Can you write out the stretch of the listing from the line containing "Where in this photo can the beige" through the end, switching "photo" to "image" and changing nothing else?

───

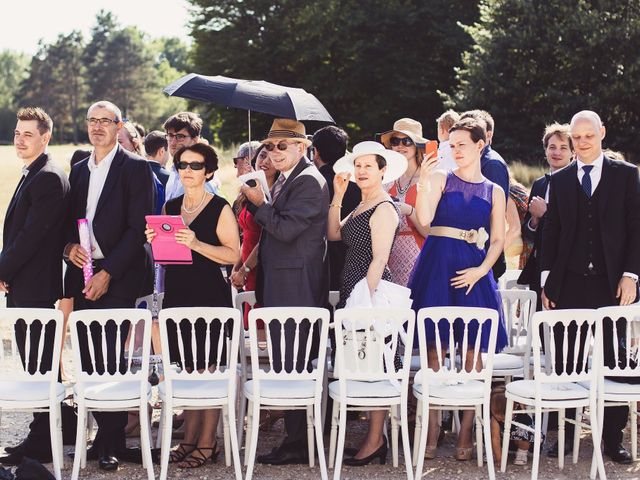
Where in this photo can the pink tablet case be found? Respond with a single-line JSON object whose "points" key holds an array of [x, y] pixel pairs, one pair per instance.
{"points": [[165, 249]]}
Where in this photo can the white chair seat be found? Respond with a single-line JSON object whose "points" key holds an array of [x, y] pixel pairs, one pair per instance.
{"points": [[471, 389], [381, 389], [549, 391], [282, 389], [28, 391], [196, 389], [112, 391]]}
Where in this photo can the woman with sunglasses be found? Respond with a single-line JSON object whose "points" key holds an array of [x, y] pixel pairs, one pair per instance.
{"points": [[406, 138], [211, 233]]}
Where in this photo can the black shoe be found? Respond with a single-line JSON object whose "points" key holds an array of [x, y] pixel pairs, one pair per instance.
{"points": [[618, 454], [553, 451], [285, 454], [380, 453]]}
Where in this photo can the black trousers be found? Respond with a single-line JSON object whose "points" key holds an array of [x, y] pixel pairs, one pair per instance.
{"points": [[111, 425], [590, 291], [38, 441]]}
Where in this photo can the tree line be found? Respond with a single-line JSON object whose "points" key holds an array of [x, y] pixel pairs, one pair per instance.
{"points": [[370, 62]]}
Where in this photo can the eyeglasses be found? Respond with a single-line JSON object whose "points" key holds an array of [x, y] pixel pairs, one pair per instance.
{"points": [[282, 146], [396, 141], [104, 122], [192, 165], [176, 136]]}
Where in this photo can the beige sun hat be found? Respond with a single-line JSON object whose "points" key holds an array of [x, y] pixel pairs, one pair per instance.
{"points": [[410, 127], [396, 162], [287, 129]]}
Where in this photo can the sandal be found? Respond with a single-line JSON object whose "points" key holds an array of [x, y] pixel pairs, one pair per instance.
{"points": [[196, 462], [182, 452]]}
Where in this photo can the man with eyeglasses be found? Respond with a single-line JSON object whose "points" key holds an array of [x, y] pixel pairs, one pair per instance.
{"points": [[292, 268], [182, 130], [113, 189]]}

───

- **Solution to the problem**
Where in this image can the beige sun hat be found? Respond with a single-line JSON object whose "points" key holds an array of [x, y] pixel pairs, one pair per instance.
{"points": [[410, 127], [396, 162], [287, 129]]}
Where in this image can the sandal be found? Respond with a single-line JSON object whose "points" key holds an array of [x, y] pixel pairs, one pair per instance.
{"points": [[196, 462], [182, 452]]}
Where in this image can the man with eyeglasses be found? Respond with a single-line JSON object whose "points" key holds an array of [x, y] pixel pairs, one pair per instance.
{"points": [[292, 268], [182, 130], [113, 189]]}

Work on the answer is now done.